┌─ Rows
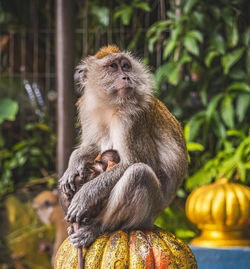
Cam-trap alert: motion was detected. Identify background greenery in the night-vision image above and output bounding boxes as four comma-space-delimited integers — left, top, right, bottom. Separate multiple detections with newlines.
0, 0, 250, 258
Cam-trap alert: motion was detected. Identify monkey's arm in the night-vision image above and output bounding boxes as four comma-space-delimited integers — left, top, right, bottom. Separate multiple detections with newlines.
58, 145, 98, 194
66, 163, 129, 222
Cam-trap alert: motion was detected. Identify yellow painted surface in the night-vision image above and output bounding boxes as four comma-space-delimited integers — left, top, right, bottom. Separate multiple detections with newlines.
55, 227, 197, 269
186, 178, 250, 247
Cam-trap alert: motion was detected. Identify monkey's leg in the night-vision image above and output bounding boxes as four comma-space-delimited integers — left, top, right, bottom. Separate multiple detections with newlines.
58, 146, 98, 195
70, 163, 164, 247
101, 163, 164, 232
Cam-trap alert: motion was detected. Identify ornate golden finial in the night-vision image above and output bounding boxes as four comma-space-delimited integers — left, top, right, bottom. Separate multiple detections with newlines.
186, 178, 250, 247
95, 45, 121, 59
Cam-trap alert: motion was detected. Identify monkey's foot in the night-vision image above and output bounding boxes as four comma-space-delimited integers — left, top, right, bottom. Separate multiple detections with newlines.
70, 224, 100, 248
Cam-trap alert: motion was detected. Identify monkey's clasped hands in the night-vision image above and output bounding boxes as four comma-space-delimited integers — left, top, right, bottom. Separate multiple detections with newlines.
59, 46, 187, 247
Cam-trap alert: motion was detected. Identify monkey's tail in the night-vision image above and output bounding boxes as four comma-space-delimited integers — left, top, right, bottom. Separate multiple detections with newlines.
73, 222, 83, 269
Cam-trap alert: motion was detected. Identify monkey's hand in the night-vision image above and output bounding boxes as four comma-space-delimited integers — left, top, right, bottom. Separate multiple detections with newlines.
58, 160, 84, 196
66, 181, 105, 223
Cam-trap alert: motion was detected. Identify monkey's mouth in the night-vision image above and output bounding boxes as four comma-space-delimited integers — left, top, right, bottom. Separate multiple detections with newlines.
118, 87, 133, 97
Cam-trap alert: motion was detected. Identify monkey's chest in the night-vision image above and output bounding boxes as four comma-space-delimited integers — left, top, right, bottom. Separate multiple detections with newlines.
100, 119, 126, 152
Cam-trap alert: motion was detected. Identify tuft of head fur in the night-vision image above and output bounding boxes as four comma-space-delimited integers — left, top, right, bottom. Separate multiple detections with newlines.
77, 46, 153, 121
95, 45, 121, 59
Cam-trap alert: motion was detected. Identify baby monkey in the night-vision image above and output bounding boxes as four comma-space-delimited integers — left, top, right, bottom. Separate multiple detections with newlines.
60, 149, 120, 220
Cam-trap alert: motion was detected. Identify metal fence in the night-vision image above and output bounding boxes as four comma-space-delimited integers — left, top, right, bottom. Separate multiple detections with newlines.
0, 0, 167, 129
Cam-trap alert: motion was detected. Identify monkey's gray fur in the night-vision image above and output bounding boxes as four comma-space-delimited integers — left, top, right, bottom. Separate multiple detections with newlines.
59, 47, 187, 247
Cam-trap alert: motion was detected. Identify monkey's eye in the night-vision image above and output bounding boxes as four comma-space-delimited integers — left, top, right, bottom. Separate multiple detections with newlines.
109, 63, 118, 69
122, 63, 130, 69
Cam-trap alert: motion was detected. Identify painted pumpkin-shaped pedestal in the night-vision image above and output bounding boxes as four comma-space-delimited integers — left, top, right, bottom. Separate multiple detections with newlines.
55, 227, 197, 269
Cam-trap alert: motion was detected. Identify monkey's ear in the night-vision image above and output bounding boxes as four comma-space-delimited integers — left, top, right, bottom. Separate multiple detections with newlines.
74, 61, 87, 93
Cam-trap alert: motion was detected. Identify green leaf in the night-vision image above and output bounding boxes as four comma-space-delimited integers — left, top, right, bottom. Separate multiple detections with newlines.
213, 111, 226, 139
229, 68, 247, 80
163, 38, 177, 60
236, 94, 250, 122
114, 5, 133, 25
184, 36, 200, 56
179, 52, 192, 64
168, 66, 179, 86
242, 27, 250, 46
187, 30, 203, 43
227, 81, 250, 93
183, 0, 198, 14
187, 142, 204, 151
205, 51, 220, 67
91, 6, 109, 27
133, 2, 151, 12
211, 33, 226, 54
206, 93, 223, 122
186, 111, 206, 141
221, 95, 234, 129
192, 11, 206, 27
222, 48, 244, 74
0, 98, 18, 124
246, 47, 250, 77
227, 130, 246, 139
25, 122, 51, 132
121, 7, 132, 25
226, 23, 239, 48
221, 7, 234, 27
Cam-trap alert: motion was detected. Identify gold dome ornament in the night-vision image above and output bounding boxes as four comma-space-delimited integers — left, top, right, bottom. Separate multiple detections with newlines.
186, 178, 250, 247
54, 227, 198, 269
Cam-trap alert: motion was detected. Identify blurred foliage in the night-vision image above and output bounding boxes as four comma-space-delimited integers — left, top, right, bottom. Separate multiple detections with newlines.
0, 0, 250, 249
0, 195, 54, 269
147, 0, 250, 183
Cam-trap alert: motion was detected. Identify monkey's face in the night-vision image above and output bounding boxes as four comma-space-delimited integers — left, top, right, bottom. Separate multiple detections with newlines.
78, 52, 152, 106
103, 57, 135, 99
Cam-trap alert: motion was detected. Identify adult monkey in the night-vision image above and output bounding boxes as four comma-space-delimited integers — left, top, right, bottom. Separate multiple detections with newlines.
└─
Reproduce every line, requests included, starting at the line that contains "Cam-trap alert: motion was detected. Identify monkey's foot" and stopping after the line that contains "60, 149, 120, 220". Add 150 to each bounding-box coordinate in those lines.

Response to this task
Cam-trap alert: motion was detected. Identify monkey's foot in the night-vision image above and output bounding boxes as four comma-space-delimited integers — left, top, right, bottom. Separate multiple detections with newlines.
220, 374, 250, 398
Cam-trap alert: motion was detected. Identify monkey's clasped hands in the night-vision image above and output bounding boxes as four comma-space-delimited integers — left, top, right, bottom. Separate multiple detections with newlines.
209, 196, 337, 397
Cam-trap alert: motion was detected. Identify monkey's tail in the night-vision image above and output bounding boxes as four comma-space-delimited integers — left, top, right, bottom. Separate multiple detections with newlines.
223, 372, 233, 419
Cam-trap alert: motion was detected. Identify monkey's hand in the night-vision image above and output bounding boxes as four comma-space-delimited integers — left, top, right, bottom. Separate multiple detections with newlines.
208, 310, 234, 346
216, 331, 255, 373
Cam-trap alert: motion was detected. Identify monkey's mouth in the night-vision image above and output bounding boxes as four comma-space-delimited integers — left, top, right, bottom. Separate multiple detections with newlines.
268, 237, 283, 247
Cam-trap alert: motion was detected. Identify monkey's chest in the night-vision image above and output bounding boxes as four comma-space-delimited integers — left, top, right, bottom. Separate multiple detections with newlines.
250, 269, 276, 302
Cam-trap alert: motion was detected. Identify tuft of head fur in the night-vision image above and output bounding boxes as four comma-space-delimited integers — left, top, right, bottom. Separate multiple detections with newlines.
227, 196, 303, 271
245, 195, 271, 209
Cam-trap alert: motion was detected. Identify baby monkey in the night-vision image above and output bounding boxes as four comma-space-delimited integers — left, top, right, bottom. Separate multiple detections with newlines.
210, 299, 270, 370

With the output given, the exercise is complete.